[What you have to do]: Edit the rows by changing every "object" to "item" and leaving everything else the same.

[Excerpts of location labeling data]
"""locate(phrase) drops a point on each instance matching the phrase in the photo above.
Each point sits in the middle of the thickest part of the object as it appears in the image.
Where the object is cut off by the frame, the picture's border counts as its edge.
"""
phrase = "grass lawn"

[Solved exercise]:
"""locate(phrase) drops a point on each instance matching the phrase in the photo above.
Each point sits in the middle of the thickest part of the item as it appears in the image.
Where the item is cut off by the frame, the picture's border counts as its edge.
"""
phrase = "grass lawn"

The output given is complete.